_REQUIRED WORK_.
Please copy out the stretch of records below from the line containing "Query: tire rut in path" through the line containing "(1004, 291)", both included, keeping every line but multiplying each coordinate in the answers by 0.65 and rounding it to a whole number, with halves rounded up. Give only those lines.

_RECORDS PROVIDED_.
________________________________________

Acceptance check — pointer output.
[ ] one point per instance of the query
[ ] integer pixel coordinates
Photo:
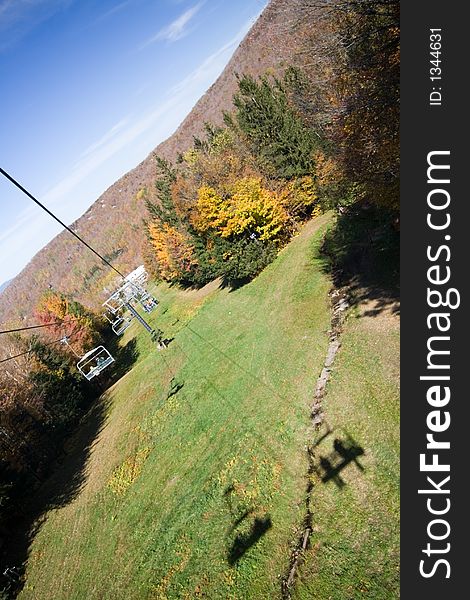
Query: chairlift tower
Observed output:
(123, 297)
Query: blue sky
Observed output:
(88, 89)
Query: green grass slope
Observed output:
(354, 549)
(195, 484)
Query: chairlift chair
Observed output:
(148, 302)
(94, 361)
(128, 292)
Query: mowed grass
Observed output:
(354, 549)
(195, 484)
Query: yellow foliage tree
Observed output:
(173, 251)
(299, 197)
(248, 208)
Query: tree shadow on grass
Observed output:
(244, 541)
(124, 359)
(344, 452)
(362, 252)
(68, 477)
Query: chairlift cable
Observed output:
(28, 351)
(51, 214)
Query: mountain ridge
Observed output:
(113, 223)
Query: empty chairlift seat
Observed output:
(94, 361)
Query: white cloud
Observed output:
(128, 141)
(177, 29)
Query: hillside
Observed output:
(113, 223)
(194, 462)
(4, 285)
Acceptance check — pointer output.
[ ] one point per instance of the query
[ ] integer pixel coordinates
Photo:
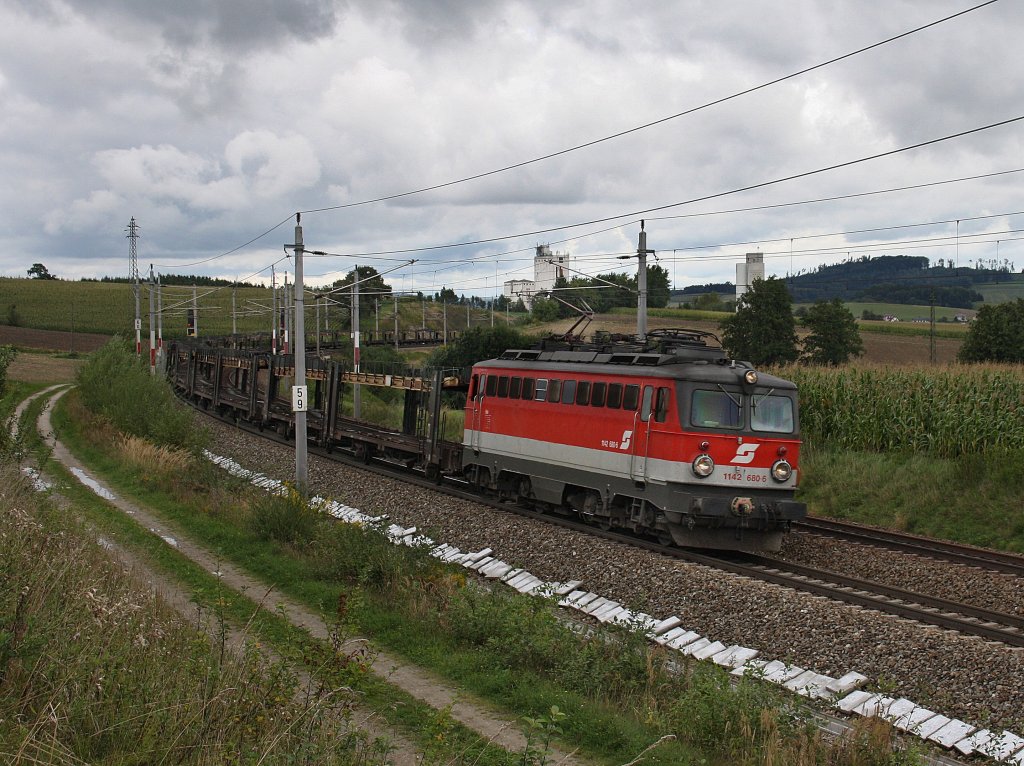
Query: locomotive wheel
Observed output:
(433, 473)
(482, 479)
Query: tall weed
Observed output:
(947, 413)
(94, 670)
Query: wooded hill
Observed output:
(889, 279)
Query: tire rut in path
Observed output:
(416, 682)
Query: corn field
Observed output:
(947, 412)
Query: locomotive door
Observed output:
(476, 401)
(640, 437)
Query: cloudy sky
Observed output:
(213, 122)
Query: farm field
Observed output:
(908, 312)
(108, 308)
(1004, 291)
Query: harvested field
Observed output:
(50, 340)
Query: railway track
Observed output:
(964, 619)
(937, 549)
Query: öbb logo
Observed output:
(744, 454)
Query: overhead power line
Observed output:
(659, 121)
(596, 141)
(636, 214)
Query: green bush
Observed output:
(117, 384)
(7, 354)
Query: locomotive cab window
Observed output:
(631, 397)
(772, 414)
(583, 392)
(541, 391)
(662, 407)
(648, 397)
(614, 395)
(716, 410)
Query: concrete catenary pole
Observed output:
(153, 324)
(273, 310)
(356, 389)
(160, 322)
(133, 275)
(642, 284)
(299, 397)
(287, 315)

________________________________________

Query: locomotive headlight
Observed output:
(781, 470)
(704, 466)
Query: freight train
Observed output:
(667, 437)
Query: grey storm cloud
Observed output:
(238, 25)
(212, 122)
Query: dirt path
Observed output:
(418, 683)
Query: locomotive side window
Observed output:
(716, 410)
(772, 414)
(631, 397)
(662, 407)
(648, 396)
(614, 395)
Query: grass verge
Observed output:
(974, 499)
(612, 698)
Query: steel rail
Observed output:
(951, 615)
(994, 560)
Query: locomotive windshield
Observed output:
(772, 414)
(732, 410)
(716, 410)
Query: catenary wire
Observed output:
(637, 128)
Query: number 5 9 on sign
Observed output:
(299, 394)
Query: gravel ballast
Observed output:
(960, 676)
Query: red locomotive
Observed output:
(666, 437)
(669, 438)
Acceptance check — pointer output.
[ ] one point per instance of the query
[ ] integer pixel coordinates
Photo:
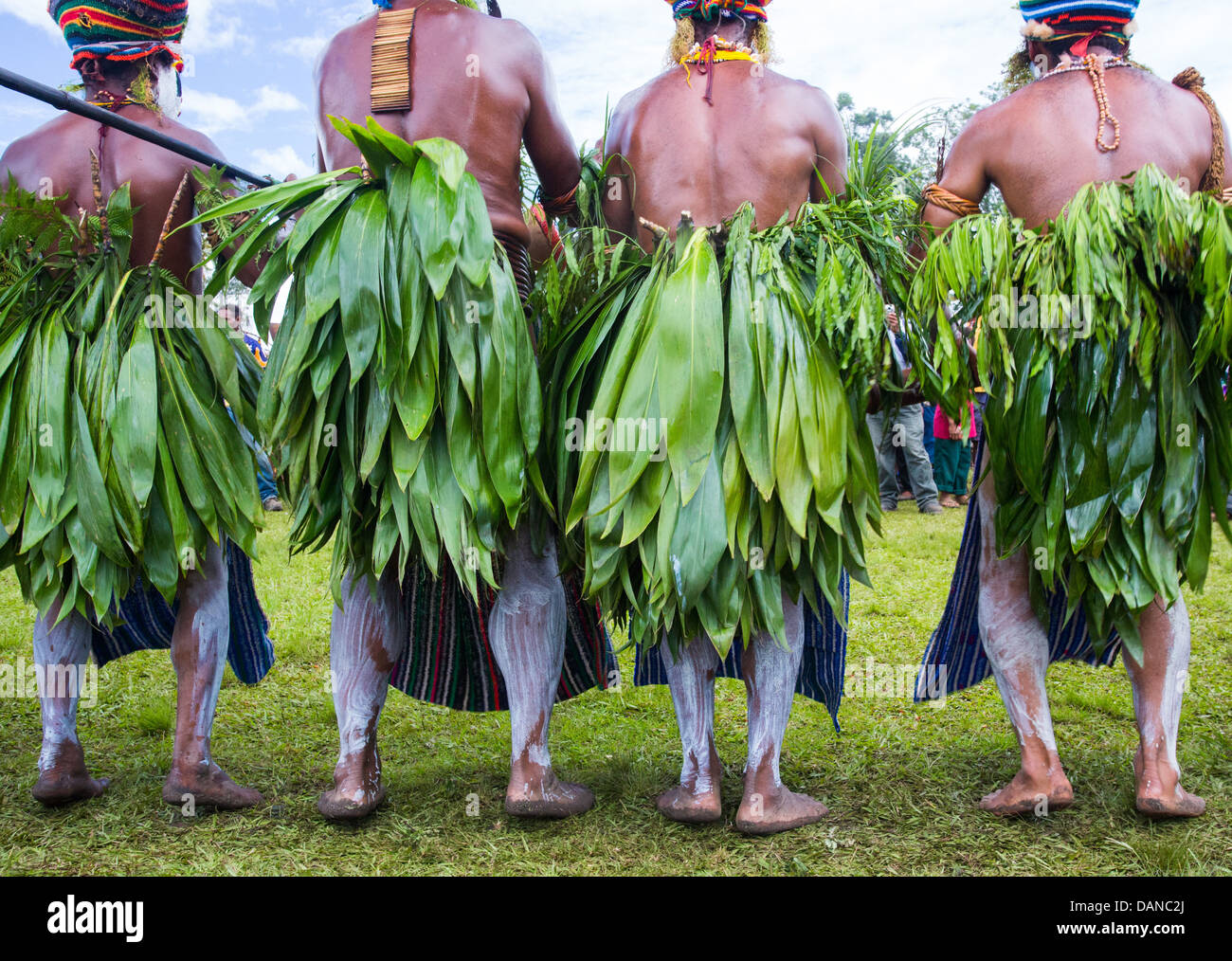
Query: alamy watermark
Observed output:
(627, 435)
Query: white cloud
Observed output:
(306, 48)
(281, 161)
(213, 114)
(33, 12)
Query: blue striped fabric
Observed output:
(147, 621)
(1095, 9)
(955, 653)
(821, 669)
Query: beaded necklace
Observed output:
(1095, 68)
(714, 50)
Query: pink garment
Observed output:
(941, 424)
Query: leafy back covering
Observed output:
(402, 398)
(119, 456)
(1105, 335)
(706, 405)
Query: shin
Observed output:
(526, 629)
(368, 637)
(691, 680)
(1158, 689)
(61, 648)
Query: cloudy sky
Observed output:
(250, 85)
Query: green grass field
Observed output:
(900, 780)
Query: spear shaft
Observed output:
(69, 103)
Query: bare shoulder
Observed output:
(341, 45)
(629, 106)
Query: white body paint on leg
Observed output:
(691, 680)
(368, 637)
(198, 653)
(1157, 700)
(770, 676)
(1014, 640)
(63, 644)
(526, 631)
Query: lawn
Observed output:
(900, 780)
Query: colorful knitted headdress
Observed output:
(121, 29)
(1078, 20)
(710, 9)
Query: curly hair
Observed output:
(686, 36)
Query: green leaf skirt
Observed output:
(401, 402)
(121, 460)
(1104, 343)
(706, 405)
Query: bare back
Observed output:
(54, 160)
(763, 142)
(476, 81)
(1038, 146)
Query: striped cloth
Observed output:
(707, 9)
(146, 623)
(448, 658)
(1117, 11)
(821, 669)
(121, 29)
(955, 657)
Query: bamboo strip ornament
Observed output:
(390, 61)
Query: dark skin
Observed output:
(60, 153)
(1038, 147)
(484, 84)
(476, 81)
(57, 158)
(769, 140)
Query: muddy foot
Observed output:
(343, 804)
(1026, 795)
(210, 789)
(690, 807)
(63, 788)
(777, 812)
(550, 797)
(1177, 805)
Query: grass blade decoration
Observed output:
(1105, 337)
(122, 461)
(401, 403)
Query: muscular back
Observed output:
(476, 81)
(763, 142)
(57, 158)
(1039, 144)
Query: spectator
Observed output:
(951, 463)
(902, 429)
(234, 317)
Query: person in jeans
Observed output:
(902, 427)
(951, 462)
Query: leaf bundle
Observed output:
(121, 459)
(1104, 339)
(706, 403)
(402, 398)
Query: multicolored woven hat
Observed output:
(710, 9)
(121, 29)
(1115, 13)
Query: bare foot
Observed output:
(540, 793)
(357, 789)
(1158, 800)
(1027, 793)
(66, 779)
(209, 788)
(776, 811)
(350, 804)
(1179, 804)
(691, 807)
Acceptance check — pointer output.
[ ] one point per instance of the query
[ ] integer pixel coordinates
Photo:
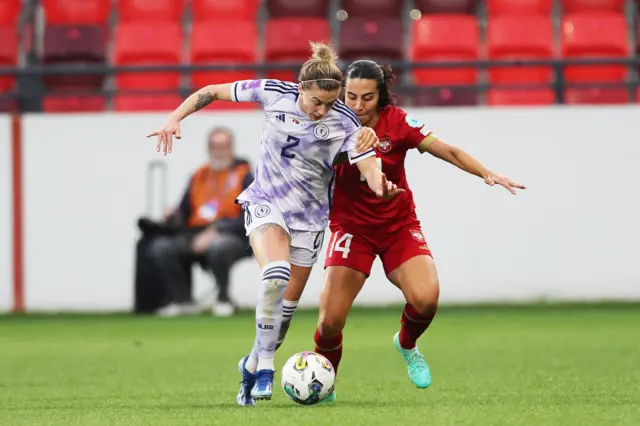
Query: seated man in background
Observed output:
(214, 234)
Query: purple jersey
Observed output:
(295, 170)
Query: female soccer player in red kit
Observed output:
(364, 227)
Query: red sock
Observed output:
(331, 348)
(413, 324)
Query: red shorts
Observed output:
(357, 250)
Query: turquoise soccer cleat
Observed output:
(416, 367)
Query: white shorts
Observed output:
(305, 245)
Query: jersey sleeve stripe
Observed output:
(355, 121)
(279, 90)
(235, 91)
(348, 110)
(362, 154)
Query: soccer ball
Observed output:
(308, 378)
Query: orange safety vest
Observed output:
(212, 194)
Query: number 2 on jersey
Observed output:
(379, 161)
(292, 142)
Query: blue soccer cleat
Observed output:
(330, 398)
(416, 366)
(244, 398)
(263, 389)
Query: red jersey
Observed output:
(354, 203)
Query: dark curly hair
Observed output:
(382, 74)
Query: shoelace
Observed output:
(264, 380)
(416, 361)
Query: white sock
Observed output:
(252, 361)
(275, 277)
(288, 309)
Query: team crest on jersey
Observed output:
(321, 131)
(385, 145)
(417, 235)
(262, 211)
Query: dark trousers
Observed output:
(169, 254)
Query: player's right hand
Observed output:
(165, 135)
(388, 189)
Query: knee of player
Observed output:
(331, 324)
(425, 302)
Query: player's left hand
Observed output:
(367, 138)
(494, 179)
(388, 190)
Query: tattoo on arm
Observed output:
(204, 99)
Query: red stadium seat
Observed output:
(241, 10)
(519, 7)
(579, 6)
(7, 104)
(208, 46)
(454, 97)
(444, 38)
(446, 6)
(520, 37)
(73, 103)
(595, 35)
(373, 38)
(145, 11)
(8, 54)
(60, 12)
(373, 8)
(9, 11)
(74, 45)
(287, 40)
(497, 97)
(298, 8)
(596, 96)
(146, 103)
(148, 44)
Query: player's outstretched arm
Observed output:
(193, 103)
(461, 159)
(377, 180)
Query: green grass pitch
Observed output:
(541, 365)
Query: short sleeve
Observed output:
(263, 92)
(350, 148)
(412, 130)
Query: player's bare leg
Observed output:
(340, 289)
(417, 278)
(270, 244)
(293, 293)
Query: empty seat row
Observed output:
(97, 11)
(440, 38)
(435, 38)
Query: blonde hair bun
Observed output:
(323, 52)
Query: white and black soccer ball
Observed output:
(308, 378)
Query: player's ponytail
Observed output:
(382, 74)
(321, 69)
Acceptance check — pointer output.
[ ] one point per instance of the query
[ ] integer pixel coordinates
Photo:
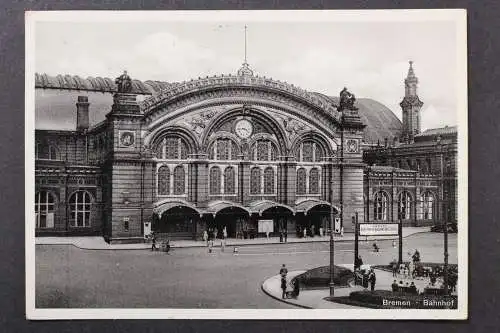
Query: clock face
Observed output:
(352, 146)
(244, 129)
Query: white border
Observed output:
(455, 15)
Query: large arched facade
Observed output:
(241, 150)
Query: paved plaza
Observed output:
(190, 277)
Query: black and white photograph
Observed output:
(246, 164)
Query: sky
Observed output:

________________________________________

_WRITTEN SOLUTION_.
Query: tire rut in path
Observed output:
(270, 443)
Query: corn field
Observed output:
(616, 268)
Query: locomotive door
Observed output:
(309, 261)
(416, 284)
Query: cloudy sky
Observed output:
(138, 79)
Query: farm field
Observed output:
(590, 203)
(70, 200)
(653, 189)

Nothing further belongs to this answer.